(Supplied records)
>>>

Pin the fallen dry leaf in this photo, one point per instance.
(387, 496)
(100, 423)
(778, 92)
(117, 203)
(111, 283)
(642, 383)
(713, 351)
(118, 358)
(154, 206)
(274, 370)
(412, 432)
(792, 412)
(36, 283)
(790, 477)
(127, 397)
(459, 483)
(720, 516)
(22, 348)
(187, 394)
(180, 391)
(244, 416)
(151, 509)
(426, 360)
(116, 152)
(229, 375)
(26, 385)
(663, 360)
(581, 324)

<<<
>>>

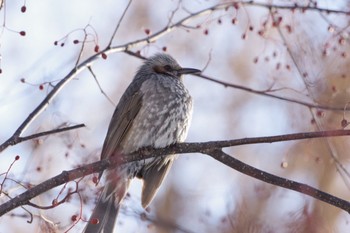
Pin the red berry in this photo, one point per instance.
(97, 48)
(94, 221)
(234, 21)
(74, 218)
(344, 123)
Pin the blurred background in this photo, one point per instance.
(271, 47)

<<<

Pick out every line of the material above that contains the string "instance" and copy each one in full. Case counts.

(Response)
Pin the fallen dry leaf in this photo, one point per instance.
Pin the red berry in this photo, one point per instance.
Pin the blurred background in this photo, one point per instance.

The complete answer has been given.